L’ailier droit met ici le doigt sur l’élément qui est possiblement le plus volatil chez son coéquipier : la confiance. Les moments de doute transforment radicalement son rendement. Et Kulak est le premier à le reconnaître.

« Dans tous les sports, croire en soi est primordial, souligne-t-il. Plus on est en confiance, plus c’est facile de faire des jeux, de jouer à la hauteur de son potentiel. C’est énorme pour moi, et je me sens bien en ce moment. »

Le défenseur ne cache pas que son nouveau contrat est venu avec un lot de pression qu’il a eu du mal à gérer. Ses performances cette saison se sont souvent situées sous les critères qu’il s’impose lui-même.

Il affirme toutefois avoir appris de cette expérience. Il dit maintenant mieux gérer sa charge de travail sur le plan physique, mais également sur le plan mental.

J’ai travaillé sur ma manière de tourner la page sur les matchs passés et à mieux préparer le match suivant, en utilisant le temps entre les deux pour mieux préparer mon corps. Travailler à l’entraînement, être prêt à affronter la prochaine équipe, et recommencer le cycle. Ça m’a aidé à me sentir mieux.
________________________
* TRAVAIL DEMANDÉ:
1 > Relevez toutes les actions que Kulak énumère dans la phrase de l'extrait qui se termine par « et recommencer le cycle ».
2 > D'après l'extrait, qu'est-ce qui a apporté au défenseur un lot de pression difficile à gérer ?
3 > Recopiez le passage de l'extrait qui commence par « Il affirme toutefois » et se termine par « me sentir mieux. ».
Le matériel n'a aucun rapport avec l'extrait.

* DONNÉES ENREGISTRÉES:
________________________
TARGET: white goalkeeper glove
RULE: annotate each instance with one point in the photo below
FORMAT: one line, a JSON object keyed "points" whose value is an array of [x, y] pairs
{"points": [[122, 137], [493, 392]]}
________________________
* RÉPONSES:
1 > Travailler à l'entraînement ; être prêt à affronter la prochaine équipe ; recommencer le cycle.

2 > Son nouveau contrat.

3 >
Il affirme toutefois avoir appris de cette expérience. Il dit maintenant mieux gérer sa charge de travail sur le plan physique, mais également sur le plan mental.

J’ai travaillé sur ma manière de tourner la page sur les matchs passés et à mieux préparer le match suivant, en utilisant le temps entre les deux pour mieux préparer mon corps. Travailler à l’entraînement, être prêt à affronter la prochaine équipe, et recommencer le cycle. Ça m’a aidé à me sentir mieux.